“Jing-Jin-Ji” è il programma economico che, tra visioni accademiche e ostacoli politici, prevede una rete territoriale che comprenderà Pechino, Tianjin e la provincia di Hebei
Negli ultimi anni il presidente cinese Xi Jinping ha agito per concretizzare a livello politico una visione originariamente accademica della pianificazione di Pechino, non più circoscritta all’area urbana ma estesa in modo strategico all’integrazione e allo sviluppo del territorio circostante. Questo modello ha trovato una reale applicazione nell’ambizioso programma economico promosso nel 2014 e denominato “Jing-Jin-Ji”: una megalopoli che comprenderà Pechino (o Jing dalla denominazione in lingua cinese Beijing), la città portuale di Tianjin ovvero Jin e la provincia di Hebei, storicamente abbreviata con Ji. Le prime due sono municipalità sotto il diretto controllo del Governo centrale, situate a nord-est nella pianura della Cina del Nord, mentre Hebei è la provincia che le circonda e comprende altri 11 importanti centri urbani tra cui Baoding, Tangshan, Qinhuangdao e Zhangjiakou. Ciò che più colpisce è che si calcola una regione pianificata potenzialmente per un totale di 130 milioni di abitanti.

══════════

Consegna: Estrai per intero il testo sul programma "Jing-Jin-Ji", riportandolo parola per parola. L'elenco che segue non serve a nulla in questo esercizio.

Dati registrati:

══════════

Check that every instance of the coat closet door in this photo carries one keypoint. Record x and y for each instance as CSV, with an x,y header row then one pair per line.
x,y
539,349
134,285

══════════

Soluzione:
“Jing-Jin-Ji” è il programma economico che, tra visioni accademiche e ostacoli politici, prevede una rete territoriale che comprenderà Pechino, Tianjin e la provincia di Hebei
Negli ultimi anni il presidente cinese Xi Jinping ha agito per concretizzare a livello politico una visione originariamente accademica della pianificazione di Pechino, non più circoscritta all’area urbana ma estesa in modo strategico all’integrazione e allo sviluppo del territorio circostante. Questo modello ha trovato una reale applicazione nell’ambizioso programma economico promosso nel 2014 e denominato “Jing-Jin-Ji”: una megalopoli che comprenderà Pechino (o Jing dalla denominazione in lingua cinese Beijing), la città portuale di Tianjin ovvero Jin e la provincia di Hebei, storicamente abbreviata con Ji. Le prime due sono municipalità sotto il diretto controllo del Governo centrale, situate a nord-est nella pianura della Cina del Nord, mentre Hebei è la provincia che le circonda e comprende altri 11 importanti centri urbani tra cui Baoding, Tangshan, Qinhuangdao e Zhangjiakou. Ciò che più colpisce è che si calcola una regione pianificata potenzialmente per un totale di 130 milioni di abitanti.